▸ **Exercise prompt**
Keep every line of the data below that has the string "bush" and present those lines.

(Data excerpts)

● ● ● ● ● ● ●

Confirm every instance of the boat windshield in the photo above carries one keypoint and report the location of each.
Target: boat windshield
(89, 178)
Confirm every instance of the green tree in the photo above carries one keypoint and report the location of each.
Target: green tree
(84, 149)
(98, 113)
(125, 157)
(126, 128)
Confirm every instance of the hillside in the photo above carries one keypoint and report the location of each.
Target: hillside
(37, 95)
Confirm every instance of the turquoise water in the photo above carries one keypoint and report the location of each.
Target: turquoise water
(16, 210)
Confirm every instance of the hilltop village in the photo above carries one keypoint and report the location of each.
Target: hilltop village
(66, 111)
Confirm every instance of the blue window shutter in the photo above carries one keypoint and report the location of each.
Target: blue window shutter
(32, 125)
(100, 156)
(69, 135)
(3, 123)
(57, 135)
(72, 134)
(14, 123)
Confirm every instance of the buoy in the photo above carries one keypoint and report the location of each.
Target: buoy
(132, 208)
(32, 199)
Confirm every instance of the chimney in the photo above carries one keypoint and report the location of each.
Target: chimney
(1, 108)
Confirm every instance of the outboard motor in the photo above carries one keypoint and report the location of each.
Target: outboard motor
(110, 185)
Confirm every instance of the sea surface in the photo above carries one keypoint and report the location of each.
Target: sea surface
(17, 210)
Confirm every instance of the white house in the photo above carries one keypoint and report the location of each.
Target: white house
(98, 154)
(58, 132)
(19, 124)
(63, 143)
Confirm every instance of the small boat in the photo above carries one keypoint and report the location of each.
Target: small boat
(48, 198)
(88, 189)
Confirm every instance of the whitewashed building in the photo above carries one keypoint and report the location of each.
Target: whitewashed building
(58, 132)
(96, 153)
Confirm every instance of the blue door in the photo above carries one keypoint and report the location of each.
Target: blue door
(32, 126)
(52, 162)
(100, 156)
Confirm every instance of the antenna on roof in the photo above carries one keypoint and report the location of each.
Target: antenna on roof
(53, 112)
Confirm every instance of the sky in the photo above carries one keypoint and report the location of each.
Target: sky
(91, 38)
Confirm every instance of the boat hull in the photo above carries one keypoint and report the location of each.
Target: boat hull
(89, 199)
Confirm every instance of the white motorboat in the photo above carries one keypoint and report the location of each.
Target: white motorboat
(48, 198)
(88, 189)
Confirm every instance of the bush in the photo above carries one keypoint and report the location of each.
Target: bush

● ● ● ● ● ● ●

▸ **Answer to the problem**
Confirm every instance of the bush in the photo above carries one keypoint and report the location of each.
Target: bush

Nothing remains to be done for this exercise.